== REQUEST ==
Reproduce the rows starting at the top and ending at the line that contains "column 433, row 327", substituting "windscreen" for "windshield" and leaving everything else unchanged.

== EXERCISE INPUTS ==
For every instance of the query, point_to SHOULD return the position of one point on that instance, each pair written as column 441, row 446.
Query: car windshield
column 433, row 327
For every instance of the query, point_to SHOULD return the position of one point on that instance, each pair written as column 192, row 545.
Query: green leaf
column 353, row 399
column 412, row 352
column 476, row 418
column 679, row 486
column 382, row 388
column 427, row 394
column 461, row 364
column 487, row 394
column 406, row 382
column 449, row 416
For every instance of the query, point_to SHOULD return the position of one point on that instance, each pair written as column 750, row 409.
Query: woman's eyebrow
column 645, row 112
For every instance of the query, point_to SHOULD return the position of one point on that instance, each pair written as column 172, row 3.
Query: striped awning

== OUTPUT ==
For every instance of the query, point_to SHOULD return the position of one point on that instance, each pair written as column 441, row 446.
Query: car windscreen
column 433, row 327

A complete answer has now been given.